**AIM:** Write out the records from the line containing "178L17 176L13 171L8" down through the line containing "290L100 292L102 292L102" as a JSON list of strings, one string per line, with blank lines omitted.

**MATERIAL TO PROCESS:**
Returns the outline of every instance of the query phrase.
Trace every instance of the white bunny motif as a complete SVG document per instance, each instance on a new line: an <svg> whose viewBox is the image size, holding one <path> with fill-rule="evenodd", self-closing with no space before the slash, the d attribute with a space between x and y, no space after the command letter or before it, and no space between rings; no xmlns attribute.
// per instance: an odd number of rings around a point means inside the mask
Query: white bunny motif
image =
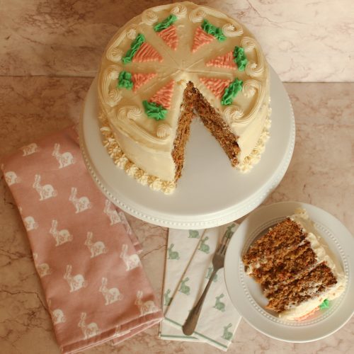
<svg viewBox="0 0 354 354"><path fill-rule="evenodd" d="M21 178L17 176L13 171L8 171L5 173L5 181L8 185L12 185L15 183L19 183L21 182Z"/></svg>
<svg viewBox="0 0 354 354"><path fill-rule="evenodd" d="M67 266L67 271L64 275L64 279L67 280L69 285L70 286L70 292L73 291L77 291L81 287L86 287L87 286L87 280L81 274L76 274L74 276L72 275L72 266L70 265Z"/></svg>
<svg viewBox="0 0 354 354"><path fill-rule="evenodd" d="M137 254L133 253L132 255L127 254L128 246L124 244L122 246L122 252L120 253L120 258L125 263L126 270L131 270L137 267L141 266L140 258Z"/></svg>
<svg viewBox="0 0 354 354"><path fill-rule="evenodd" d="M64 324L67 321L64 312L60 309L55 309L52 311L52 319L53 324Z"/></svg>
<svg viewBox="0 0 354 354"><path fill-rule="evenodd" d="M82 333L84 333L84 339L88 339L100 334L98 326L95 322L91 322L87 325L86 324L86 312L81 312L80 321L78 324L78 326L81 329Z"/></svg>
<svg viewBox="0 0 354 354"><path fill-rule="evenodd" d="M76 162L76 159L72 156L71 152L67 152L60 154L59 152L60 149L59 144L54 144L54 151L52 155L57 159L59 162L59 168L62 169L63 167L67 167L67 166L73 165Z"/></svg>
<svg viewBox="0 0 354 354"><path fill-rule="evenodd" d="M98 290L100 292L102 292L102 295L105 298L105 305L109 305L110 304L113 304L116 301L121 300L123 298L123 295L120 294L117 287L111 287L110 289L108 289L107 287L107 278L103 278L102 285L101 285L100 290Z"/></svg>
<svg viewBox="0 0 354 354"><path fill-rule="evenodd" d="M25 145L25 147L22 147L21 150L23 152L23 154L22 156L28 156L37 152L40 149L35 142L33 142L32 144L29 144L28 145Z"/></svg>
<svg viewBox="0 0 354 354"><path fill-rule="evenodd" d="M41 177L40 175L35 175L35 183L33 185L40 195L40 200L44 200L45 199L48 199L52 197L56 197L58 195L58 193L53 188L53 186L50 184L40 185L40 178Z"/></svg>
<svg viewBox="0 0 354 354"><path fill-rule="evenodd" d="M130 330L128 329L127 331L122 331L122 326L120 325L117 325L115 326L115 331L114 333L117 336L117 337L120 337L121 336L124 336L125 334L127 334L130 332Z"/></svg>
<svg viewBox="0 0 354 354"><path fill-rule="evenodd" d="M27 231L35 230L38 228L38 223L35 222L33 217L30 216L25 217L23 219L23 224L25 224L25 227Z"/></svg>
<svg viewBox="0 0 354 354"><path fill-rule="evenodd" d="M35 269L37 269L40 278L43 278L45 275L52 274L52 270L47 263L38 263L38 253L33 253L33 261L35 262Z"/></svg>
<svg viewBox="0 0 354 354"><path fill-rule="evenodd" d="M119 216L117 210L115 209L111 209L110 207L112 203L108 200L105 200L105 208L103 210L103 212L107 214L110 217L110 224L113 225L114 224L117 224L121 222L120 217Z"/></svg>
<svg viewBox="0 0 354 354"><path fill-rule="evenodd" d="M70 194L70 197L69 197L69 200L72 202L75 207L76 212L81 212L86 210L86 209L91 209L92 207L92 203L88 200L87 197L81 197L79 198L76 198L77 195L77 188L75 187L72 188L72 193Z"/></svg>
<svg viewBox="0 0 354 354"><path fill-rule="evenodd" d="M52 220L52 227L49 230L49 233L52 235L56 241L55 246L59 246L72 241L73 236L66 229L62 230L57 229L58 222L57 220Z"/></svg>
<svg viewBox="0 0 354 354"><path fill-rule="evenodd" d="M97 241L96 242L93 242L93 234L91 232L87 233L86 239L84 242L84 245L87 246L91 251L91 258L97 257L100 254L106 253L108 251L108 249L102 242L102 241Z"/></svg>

**IN RESPONSE:**
[
  "<svg viewBox=\"0 0 354 354\"><path fill-rule=\"evenodd\" d=\"M21 178L17 176L13 171L8 171L5 173L5 181L8 185L12 185L15 183L19 183L21 182Z\"/></svg>",
  "<svg viewBox=\"0 0 354 354\"><path fill-rule=\"evenodd\" d=\"M67 266L67 271L64 275L64 279L67 280L69 285L70 286L70 292L73 291L77 291L81 287L86 287L87 286L87 280L81 274L76 274L74 276L72 275L72 266L70 265Z\"/></svg>",
  "<svg viewBox=\"0 0 354 354\"><path fill-rule=\"evenodd\" d=\"M137 254L133 253L132 255L127 254L128 246L124 244L122 246L122 252L120 253L120 258L125 263L126 270L131 270L137 267L141 266L140 258Z\"/></svg>",
  "<svg viewBox=\"0 0 354 354\"><path fill-rule=\"evenodd\" d=\"M64 324L67 321L64 312L60 309L55 309L52 311L52 319L53 324Z\"/></svg>",
  "<svg viewBox=\"0 0 354 354\"><path fill-rule=\"evenodd\" d=\"M82 333L84 333L84 339L88 339L100 334L98 326L95 322L91 322L87 325L86 324L86 312L81 312L80 321L78 324L78 326L81 329Z\"/></svg>",
  "<svg viewBox=\"0 0 354 354\"><path fill-rule=\"evenodd\" d=\"M76 162L76 159L72 156L71 152L67 152L60 154L59 152L60 149L59 144L54 144L54 151L52 155L57 159L59 162L59 168L62 169L63 167L67 167L67 166L73 165Z\"/></svg>",
  "<svg viewBox=\"0 0 354 354\"><path fill-rule=\"evenodd\" d=\"M98 290L100 292L102 292L102 295L105 298L105 305L109 305L110 304L113 304L116 301L121 300L123 298L123 295L120 294L117 287L111 287L110 289L108 289L107 287L107 278L103 278L102 285L101 285L100 290Z\"/></svg>"
]